DIRECTIONS FOR THIS TASK
Turn every line of the records below into a numbered list, skipping any blank lines.

======== PROVIDED DATA ========

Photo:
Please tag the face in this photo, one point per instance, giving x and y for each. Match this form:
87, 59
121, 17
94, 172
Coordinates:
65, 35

========

FINISHED TASK
1. Photo:
2. Please tag the face in this photo, one point per instance, giving x and y for each. Match this form:
3. 87, 59
4. 121, 17
5. 94, 172
6. Coordinates:
7. 65, 35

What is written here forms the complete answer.